##### TEXTE À LIRE #####

La nourriture est un langage préverbal. Elle passe par le corps, la mémoire olfactive, les gestes transmis sans mots. Manger, c’est dire « je suis d’ici », même si le corps vit ailleurs.
« La nourriture, c’est la langue maternelle de l’exil. » — Samira Bendris, sociologue de la transmission familiale culinaire (Université de Lausanne, 2022).
Afrique subsaharienne : Résister par la cuisson
Pendant la colonisation, l’Afrique de l’Ouest a vu ses terres accaparées pour des cultures d’exportation : arachide, coton, cacao. Les régimes vivriers ont été marginalisés, la famine imposée en contrepartie.
Et pourtant, des recettes comme le tô (pâte de mil ou de sorgho) au Burkina Faso, le ndolé au Cameroun ou les plats à base de fonio au Mali ont survécu. « On nous a pris les semences, mais pas les gestes. » — Aminata Diallo, chef traditionnelle, Conakry (2019)
Le fonio, céréale très ancienne, est aujourd’hui remis à l’honneur dans les programmes de souveraineté alimentaire de la CEDEAO. En 2021, une étude menée par Slow Food International a recensé plus de 120 recettes ancestrales encore pratiquées dans les campagnes burkinabées.
Les femmes ont souvent été les dernières garantes de ces savoirs : comment cuire sans perdre les nutriments, quand récolter, comment conserver.
« Là où l’écriture est absente, la cuisine est archive. » — Dr Issa Traoré, "Alimentation et colonisation en Afrique de l’Ouest", UEMOA, 2018
Aujourd’hui : TikTok et Instagram sont devenus des vecteurs de transmission culinaire. Des jeunes partagent la préparation du tô, du foutou ou du gari avec des légendes comme : "Ma grand-mère ne m’a pas laissé de lettre, mais elle m’a appris ce plat".
Inde et Asie du Sud : L’épice contre l’oubli
La colonisation britannique a réorganisé l’agriculture indienne autour de cultures d’exportation : indigo, coton, thé. Mais aussi les corps, à travers la caste et la religion. Pourtant, le curry, les dhals, les plats tamouls et bengalis ont résisté. « Le curry est un codex identitaire. Il encode migration, caste, genre, et mémoire. » — Lizzie Collingham, "Curry: A Tale of Cooks and Conquerors", 2006
Les migrants engagés vers la Réunion, l’île Maurice ou les Antilles ont emporté leurs graines, leurs épices, et leurs gestes. Dans certaines familles brahmanes, des recettes restent orales, transmises dans un dialecte spécifique, parfois lors de rituels silencieux.
Aujourd’hui : Les femmes tamoules de Londres organisent des cercles de cuisine où chaque plat raconté vaut autant qu’un arbre généalogique.
Amériques : Mémoire autochtone et réinvention noire
Dans les Andes, le quinoa, le maïs ou la pomme de terre étaient les bases alimentaires bien avant l’arrivée des Espagnols. Malgré les missions chrétiennes, les déportations et le racisme, ces ingrédients sont restés, souvent portés par les femmes.
Au Guatemala, le pepián maya est encore cuisiné avec des graines de courge et des épices locales. En Bolivie, le chuño (pomme de terre déshydratée par le gel) continue d’être produit comme il y a 800 ans.

##### EXTRAITS DU LISTING #####

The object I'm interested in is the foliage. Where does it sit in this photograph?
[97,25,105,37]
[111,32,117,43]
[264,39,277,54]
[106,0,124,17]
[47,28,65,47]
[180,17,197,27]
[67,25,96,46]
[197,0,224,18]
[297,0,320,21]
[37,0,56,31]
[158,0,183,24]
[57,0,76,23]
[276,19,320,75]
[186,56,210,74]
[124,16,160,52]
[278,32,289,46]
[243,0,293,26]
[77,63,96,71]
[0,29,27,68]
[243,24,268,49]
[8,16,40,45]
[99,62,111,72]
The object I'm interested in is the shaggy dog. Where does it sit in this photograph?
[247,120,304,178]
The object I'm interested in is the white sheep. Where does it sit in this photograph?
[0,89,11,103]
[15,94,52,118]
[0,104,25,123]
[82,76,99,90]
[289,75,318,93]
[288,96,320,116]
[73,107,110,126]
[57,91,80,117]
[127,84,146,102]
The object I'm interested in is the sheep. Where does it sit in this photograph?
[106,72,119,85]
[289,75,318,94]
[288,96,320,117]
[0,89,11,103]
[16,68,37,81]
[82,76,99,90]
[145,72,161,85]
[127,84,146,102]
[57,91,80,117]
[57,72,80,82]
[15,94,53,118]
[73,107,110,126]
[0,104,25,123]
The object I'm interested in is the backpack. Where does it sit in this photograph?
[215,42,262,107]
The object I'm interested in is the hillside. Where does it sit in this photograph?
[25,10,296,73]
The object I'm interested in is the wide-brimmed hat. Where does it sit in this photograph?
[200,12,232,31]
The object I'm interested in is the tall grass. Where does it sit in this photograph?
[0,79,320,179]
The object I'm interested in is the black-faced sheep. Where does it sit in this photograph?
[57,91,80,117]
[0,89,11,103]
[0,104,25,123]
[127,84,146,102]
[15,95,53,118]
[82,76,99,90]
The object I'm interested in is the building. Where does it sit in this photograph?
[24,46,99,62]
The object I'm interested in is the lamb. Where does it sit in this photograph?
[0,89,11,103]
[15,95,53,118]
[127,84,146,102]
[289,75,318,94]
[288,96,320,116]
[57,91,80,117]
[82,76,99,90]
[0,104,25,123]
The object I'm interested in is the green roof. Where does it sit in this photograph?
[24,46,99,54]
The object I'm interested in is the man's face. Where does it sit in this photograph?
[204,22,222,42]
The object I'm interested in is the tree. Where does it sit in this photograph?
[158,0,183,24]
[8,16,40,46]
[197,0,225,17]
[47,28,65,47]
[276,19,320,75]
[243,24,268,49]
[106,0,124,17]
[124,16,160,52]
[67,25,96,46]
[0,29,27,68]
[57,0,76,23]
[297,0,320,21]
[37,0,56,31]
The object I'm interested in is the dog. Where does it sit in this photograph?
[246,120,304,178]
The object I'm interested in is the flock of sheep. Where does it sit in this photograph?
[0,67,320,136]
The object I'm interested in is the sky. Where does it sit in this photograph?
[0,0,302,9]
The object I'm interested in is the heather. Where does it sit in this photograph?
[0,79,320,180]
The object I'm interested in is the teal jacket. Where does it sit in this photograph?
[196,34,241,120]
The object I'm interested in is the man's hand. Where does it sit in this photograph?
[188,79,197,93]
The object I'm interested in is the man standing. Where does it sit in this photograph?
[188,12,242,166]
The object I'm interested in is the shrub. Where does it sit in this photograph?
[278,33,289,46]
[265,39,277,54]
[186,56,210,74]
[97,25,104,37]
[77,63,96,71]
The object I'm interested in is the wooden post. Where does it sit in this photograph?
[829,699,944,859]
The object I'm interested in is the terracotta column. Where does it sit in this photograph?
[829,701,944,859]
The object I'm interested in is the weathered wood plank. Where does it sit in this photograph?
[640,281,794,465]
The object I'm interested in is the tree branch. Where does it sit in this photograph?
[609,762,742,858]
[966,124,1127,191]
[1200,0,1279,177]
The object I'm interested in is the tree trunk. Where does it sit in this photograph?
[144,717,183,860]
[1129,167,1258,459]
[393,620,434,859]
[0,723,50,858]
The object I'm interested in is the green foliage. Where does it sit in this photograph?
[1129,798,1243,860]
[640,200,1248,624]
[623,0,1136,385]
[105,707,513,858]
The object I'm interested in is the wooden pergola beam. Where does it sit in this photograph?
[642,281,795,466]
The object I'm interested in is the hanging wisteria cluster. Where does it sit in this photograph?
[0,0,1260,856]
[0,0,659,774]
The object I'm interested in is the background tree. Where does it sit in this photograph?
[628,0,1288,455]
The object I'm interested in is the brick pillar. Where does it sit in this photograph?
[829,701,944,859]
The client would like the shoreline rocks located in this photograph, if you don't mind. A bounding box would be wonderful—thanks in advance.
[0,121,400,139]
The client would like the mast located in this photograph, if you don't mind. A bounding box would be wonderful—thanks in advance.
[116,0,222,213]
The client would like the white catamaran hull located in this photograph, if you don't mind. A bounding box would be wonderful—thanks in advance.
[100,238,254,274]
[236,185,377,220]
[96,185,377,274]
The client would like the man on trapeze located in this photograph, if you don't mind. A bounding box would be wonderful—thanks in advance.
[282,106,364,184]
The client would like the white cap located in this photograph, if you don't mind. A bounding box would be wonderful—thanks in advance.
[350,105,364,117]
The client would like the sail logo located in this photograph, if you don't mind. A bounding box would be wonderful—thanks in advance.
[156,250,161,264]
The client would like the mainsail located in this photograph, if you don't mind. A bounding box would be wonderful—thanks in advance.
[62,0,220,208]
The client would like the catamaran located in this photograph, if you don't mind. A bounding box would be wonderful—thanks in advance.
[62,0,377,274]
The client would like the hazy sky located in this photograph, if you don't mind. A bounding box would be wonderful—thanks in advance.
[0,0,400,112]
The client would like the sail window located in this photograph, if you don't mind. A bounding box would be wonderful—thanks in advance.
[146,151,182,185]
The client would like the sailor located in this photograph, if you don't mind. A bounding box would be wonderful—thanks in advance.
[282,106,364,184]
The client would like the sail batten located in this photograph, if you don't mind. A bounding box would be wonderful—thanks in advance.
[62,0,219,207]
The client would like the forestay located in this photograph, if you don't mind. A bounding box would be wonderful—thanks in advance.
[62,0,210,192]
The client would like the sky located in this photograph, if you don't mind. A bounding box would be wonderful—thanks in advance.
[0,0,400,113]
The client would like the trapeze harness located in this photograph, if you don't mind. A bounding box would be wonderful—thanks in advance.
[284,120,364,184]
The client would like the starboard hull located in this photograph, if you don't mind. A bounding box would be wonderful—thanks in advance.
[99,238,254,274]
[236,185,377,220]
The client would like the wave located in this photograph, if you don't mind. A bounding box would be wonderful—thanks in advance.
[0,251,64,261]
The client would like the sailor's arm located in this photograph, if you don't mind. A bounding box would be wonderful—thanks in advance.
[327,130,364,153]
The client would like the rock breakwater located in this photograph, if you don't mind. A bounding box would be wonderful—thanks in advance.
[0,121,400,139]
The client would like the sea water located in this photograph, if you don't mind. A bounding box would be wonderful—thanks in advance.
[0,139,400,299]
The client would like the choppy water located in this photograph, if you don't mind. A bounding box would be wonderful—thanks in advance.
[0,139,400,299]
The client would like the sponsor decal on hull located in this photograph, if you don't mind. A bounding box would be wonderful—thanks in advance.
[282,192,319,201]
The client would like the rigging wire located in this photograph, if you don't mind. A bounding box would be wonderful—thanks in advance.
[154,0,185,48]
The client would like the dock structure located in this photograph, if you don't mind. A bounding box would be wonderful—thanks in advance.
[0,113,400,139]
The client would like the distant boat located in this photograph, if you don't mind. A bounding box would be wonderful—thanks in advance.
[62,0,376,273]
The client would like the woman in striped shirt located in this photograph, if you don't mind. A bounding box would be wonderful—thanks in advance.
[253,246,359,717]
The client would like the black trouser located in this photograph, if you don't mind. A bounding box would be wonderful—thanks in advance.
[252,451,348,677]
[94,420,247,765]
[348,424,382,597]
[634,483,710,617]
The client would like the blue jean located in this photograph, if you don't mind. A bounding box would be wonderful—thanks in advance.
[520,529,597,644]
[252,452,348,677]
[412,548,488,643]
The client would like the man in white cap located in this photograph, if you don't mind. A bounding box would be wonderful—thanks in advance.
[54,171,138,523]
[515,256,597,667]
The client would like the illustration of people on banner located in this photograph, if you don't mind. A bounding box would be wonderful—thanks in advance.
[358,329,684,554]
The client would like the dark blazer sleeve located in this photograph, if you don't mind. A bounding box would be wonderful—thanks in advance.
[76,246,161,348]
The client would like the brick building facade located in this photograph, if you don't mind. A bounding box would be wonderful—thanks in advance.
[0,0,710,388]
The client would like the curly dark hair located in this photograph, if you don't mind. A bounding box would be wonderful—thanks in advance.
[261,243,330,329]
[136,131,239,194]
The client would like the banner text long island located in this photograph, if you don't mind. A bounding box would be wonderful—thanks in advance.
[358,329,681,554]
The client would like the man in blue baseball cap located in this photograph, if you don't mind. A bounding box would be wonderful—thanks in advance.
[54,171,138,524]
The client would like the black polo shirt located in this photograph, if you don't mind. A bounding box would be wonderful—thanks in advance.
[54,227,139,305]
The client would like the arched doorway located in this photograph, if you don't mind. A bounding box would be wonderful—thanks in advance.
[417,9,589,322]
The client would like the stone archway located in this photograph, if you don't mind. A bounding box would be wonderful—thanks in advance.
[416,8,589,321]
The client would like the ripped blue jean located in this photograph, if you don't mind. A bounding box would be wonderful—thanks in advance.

#####

### À FAIRE
a – Renvoie tel quel le passage du texte sur la cuisine et la colonisation qui va de « Afrique subsaharienne : Résister » à « traditionnelle, Conakry (2019) ».
b – Réponds à ces questions d'après le texte sur la cuisine et la colonisation :
(i) Autour de quelles cultures d'exportation la colonisation britannique a-t-elle réorganisé l'agriculture indienne ?
(ii) Combien de recettes ancestrales l'étude de Slow Food International de 2021 a-t-elle recensées ?
(iii) Qu'est-ce que le chuño ?

### RÉPONSES
a –
Afrique subsaharienne : Résister par la cuisson
Pendant la colonisation, l’Afrique de l’Ouest a vu ses terres accaparées pour des cultures d’exportation : arachide, coton, cacao. Les régimes vivriers ont été marginalisés, la famine imposée en contrepartie.
Et pourtant, des recettes comme le tô (pâte de mil ou de sorgho) au Burkina Faso, le ndolé au Cameroun ou les plats à base de fonio au Mali ont survécu. « On nous a pris les semences, mais pas les gestes. » — Aminata Diallo, chef traditionnelle, Conakry (2019)

b –
(i) L'indigo, le coton et le thé.
(ii) Plus de 120 recettes encore pratiquées dans les campagnes burkinabées.
(iii) Une pomme de terre déshydratée par le gel, produite en Bolivie comme il y a 800 ans.